---- MATERIAL PROVIDED

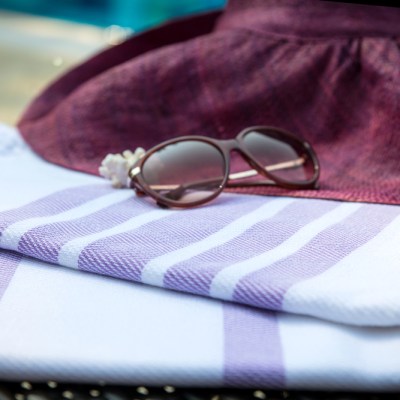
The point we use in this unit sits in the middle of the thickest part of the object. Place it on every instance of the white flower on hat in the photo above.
(115, 167)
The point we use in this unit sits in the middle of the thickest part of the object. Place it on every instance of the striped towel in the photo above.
(330, 265)
(59, 324)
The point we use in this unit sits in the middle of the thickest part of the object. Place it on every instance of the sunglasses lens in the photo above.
(283, 156)
(185, 172)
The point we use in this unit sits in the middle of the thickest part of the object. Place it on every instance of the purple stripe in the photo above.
(46, 241)
(253, 349)
(53, 204)
(9, 261)
(267, 287)
(125, 255)
(196, 274)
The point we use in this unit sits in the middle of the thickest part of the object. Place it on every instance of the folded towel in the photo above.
(327, 259)
(64, 325)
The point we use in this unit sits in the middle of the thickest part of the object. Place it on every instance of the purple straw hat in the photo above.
(328, 72)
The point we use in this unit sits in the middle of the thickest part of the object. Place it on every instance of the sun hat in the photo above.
(326, 71)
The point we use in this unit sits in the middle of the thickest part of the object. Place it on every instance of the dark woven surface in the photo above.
(53, 390)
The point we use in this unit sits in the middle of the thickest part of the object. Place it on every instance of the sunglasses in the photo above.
(192, 170)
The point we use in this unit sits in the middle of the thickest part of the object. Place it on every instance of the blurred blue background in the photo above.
(135, 14)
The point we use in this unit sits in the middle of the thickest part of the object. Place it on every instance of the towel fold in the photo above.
(59, 324)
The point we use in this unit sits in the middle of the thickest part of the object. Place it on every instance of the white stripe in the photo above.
(326, 356)
(70, 252)
(12, 235)
(360, 289)
(154, 271)
(224, 283)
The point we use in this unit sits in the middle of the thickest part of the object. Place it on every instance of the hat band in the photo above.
(311, 18)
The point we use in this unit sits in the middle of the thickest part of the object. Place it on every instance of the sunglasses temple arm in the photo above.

--------

## WHAT THE TASK REQUIRES
Reproduce verbatim the items from the line containing "sunglasses in the photo above." through the last line of the items, with both ends included.

## SOLUTION
The point we use in this unit sits in the middle of the thickest part of the object. Place it on every instance of the sunglasses in the photo above.
(192, 170)
The point we use in this unit sits in the middle of the thickest part of the object. Place it on every instance of the blurred blue background in the photo above.
(135, 14)
The point we use in this unit sits in the middle of the thickest part of the object. Place it on every instance of the towel fold in the photo above.
(59, 324)
The point we use in this unit sits in the middle of the thickest part of the object. Place it on every instance of the white stripe in the photo above.
(326, 356)
(70, 252)
(12, 235)
(360, 289)
(154, 271)
(224, 283)
The point we use in this unit sits in the middle of the thickest part of the object. Place it on every instance of the hat band in the photo above.
(311, 18)
The point we use in this unit sits in the middle of the thickest part of the object. Place it on every instance of the sunglasses temple arm in the photo above.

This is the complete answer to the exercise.